# start of Passage given
During the year Mr. Pradeep Mehta has resigned as CFO w.e.f.
14th August, 2024 and Mr. Abhishek Agarwal has been appointed as CFO w.e.f. 16th August, 2024.
E. Independent Directors declaration:
Pursuant to the provisions of Section 149 of the Act, all the Independent Directors of the Company have submitted a declaration that each of them meets the criteria of independence as per provisions of the Companies Act, 2013, rules there under, SEBI (LODR) Regulations, 2015 and there has been no change in the circumstances which may affect their status as an Independent Directors during the year. In the opinion of the Board of Directors, all the Independent Directors has fulfilled the criteria of independence as provided under the Companies Act, 2013, and SEBI (LODR) Regulations, 2015 and that they are independent of the management.
None of the Directors of the Company are disqualified for being appointed as Directors as specified under Section 164 of the Companies Act, 2013 read with Rule 14(1) of the Companies (Appointment and Qualification of Directors) Rules, 2014.
The Board of Directors and Senior Management Personnel of the Company have affirmed that they have complied with the Code of Conduct for the Financial Year 31st March, 2025.
The Senior Management Personnel also declared that they did not have any personal interest in any material, financial and commercial transactions which may have a potential conflict with the interest of the Company at large, during the Financial Year ended on 31st March, 2025.
14. MEETINGS OF THE BOARD
Five meetings of the Board of Directors were held during the FY 2024-25 and the gap between two consecutive board meetings was within the statutory limit. The details of the number of meetings held and attended by each Director are provided in the Corporate Governance Report, which forms part of this Report.
15. PERFORMANCE EVALUATION OF BOARD
Pursuant to Regulation 17 of the SEBI (LODR) Regulations, 2015 read with Schedule IV of the Companies Act, 2013, a formal evaluation of Boards performance and that of its Committees and individual directors had been done. A structured questionnaire performance evaluation forms were prepared after taking into consideration, the various aspects of the Board functioning, composition of the Board and its Committees, culture, execution and performance of specific duties, obligations and governance. The forms were circulated to all the Directors.
The Independent Directors at their meeting held on February 07, 2025 evaluated performance of the Chairman and non-independent directors of the Company. The Directors expressed their satisfaction with the evaluation process.
# end of Passage given
# start of Provided material
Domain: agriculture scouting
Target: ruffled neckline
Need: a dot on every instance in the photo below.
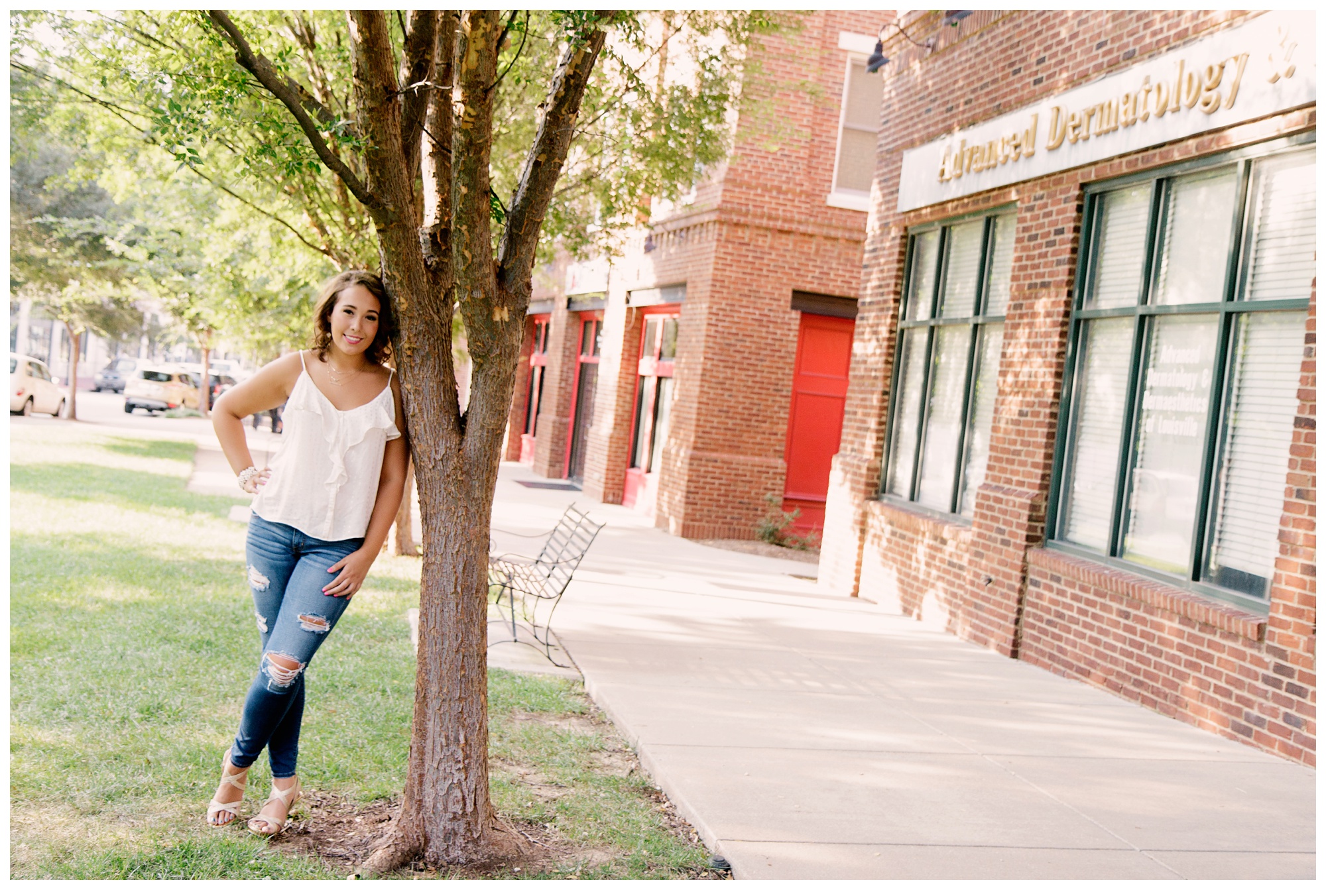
(357, 408)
# end of Provided material
▶ _Exercise_: Please carry on the board governance report from its last sentence. You won't need the data.

▶ _Exercise answer_:
The Board has carried out and completed the performance evaluation of all the Independent Directors. The performance evaluation of the Chairman and the Non-Independent Directors was also carried out by the Independent Directors. The Board of Directors expressed their satisfaction with the evaluation process.
16. COMMITTEES OF THE BOARD
The Board of Directors of the Company had constituted various Committees and approved their terms of reference / role in compliance with the provisions of the Companies Act, 2013 and Listing Regulations viz. Audit Committee, Nomination and Remuneration Committee, Stakeholders Relationship Committee, CSR Committee, Vigil Mechanism Committee and Risk Management Committee. The members of the Audit Committee are financial literate and have experience in financial management. The composition of the Committees as given in the Corporate Governance Report is in accordance with applicable provisions of the Companies Act, 2013, Rules thereunder and Listing Regulations.
17. NOMINATION AND REMUNERATION POLICY, AND BOARD DIVERSITY POLICY
The Board of Directors have framed a Nomination and Remuneration Policy which lays down a framework in relation to appointment and remuneration of Directors, Key Managerial Personnel and Senior Management Personnel of the Company.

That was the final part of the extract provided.